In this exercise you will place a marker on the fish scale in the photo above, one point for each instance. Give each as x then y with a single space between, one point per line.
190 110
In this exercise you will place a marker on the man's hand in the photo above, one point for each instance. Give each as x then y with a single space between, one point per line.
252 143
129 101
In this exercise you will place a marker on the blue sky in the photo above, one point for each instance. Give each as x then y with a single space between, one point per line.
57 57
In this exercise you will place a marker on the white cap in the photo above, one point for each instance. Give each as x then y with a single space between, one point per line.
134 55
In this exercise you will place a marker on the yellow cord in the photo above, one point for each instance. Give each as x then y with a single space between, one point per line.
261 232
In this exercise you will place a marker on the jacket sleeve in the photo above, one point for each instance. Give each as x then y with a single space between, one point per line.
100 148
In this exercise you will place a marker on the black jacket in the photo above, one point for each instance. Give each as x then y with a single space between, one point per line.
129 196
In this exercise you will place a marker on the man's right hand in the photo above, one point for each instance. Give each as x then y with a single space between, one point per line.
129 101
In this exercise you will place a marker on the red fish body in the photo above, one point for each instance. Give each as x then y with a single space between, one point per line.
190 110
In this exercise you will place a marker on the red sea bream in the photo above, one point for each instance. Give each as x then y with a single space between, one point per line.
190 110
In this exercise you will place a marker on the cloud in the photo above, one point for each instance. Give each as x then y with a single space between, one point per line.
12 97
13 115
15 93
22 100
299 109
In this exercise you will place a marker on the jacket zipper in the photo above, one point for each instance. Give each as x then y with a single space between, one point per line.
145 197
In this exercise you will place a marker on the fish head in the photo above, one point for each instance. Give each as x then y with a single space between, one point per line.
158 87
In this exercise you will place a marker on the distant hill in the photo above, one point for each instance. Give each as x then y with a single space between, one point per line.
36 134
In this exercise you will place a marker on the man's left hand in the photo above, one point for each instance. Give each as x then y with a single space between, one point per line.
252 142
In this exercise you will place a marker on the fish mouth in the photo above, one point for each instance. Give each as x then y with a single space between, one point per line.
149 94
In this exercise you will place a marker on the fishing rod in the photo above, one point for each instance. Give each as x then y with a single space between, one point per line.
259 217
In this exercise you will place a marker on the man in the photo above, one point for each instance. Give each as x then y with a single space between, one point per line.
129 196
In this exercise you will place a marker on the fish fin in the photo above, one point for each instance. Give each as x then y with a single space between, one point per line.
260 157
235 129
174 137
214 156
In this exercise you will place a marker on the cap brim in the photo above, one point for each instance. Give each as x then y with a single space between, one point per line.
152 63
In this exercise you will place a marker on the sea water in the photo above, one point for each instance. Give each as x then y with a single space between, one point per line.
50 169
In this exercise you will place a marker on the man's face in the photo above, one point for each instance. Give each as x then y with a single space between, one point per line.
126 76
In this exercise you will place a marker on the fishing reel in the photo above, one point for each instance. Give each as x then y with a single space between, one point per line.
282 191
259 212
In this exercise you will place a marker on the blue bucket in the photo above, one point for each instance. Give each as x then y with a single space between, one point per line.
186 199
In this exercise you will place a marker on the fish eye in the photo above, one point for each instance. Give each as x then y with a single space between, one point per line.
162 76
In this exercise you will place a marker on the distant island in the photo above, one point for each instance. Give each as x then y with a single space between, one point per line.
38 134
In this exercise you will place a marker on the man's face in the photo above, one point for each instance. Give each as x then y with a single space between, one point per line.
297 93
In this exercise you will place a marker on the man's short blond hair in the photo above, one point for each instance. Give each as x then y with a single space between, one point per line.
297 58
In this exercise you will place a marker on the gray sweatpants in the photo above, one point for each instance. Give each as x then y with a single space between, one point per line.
━━━━━━━━
Exercise directions -
Could you copy every record above exactly as it appears?

Solution below -
In this exercise you will place a marker on the fish scale in the photo above, one point for each instance. Give each as x then y with a single space between, one point per line.
190 110
In this exercise you will place a marker on the man's hand in the photo above, one point for each instance. Give each as x then y with a single space between, one point per line.
252 143
129 101
In this exercise you will place a marker on the blue sky in the photo above, one point for each instance. Give each as x then y with a single space between, one point per line.
57 57
In this exercise you will place a marker on the white cap in the photo above, one point for each instance. Give each as x then y with a single space between, one point per line.
134 55
In this exercise you will place a marker on the yellow cord in the photo above, one point for each instance. Give each as x then y with a single space between, one point per line.
261 232
In this exercise you will place a marker on the jacket sleeve in the photo above, one point for each instance. Give each as x then y with a single space between, one point per line.
100 148
In this exercise you will place a marker on the black jacket in the photo above, one point for each instance. Give each as x then y with a single space between, one point per line.
129 196
In this exercise you will place a marker on the man's right hand in the photo above, one point for each instance. Give each as x then y with a single space between, one point per line.
129 101
In this exercise you will place a marker on the red fish body in the photo above, one point for each instance. Give each as x then y with a single space between, one point per line.
190 110
In this exercise you will place a marker on the red sea bream in the photo above, one point for each instance. Give each as x then y with a single space between, one point per line.
190 110
In this exercise you will place a marker on the cloud in the photo above, one point for each instance. Give each as x then y with a single space between, one point per line.
12 97
13 115
15 93
22 100
299 109
In this exercise you will place a marker on the jacket zipper in the photo above, one point for each instance. Give each as x then y with a single space between, one point per line.
145 197
In this exercise you will place a marker on the fish head in the photo above, one point for each instance. Give each as x then y with a single space between, one point per line.
158 87
In this exercise you will place a marker on the distant hill in the photo above, one point for each instance. Give each as x then y with a single space between, one point per line.
36 134
In this exercise you will place a marker on the man's left hand in the photo above, one point for each instance. Give each as x then y with a single space between, one point per line.
252 142
In this exercise you will place a marker on the fish mouth in the photo above, one point for each instance. Give each as x then y with a single space between, one point per line.
149 94
In this exercise you will place a marker on the fishing rod in the photo above, one point for each instance. Give each as x then y with a single space between, one point per line.
259 217
In this exercise you will place a marker on the man in the photo above, one point for each instance. Give each as x then y with a single space between, one point per line.
129 196
In this exercise you will place a marker on the fish fin in the photo above, one point for each instance. Give each as x then y with a single space between, one point per line.
260 157
235 129
174 137
214 156
In this exercise you will place a marker on the cap brim in the photo above, one point for each instance. Give each as x then y with a single space between, one point per line.
152 63
In this exercise you will place a marker on the sea water in the photo above, one point for each instance. Give each as x then y with a single space between, one point per line.
50 169
In this exercise you will place a marker on the man's face in the photo above, one point for each instance. Give each as x then y with a single space between, one point per line.
126 76
In this exercise you will place a marker on the fishing reel in the photo above, one point for each instance. Give each as x then y with a single space between, one point per line.
282 191
259 212
In this exercise you will place a marker on the blue bucket in the photo above, one point for each instance. Give each as x then y with a single space between, one point per line.
186 199
In this exercise you will place a marker on the fish eye in the photo above, one point for each instance. Give each as x then y with a single space between, one point per line.
162 76
In this exercise you will place a marker on the distant island in the photo above, one point for each instance. Give each as x then y with a single space between, one point per line.
38 134
In this exercise you will place a marker on the man's face in the photo above, one point for each instance. Give each as x then y with a single space between, one point per line.
297 93
In this exercise you will place a marker on the man's short blond hair in the photo above, one point for each instance. Give each as x then y with a single space between, one point per line.
297 58
In this exercise you will place a marker on the gray sweatpants in the photo above, one point for each instance. Give each as x then y with a single space between, one point per line.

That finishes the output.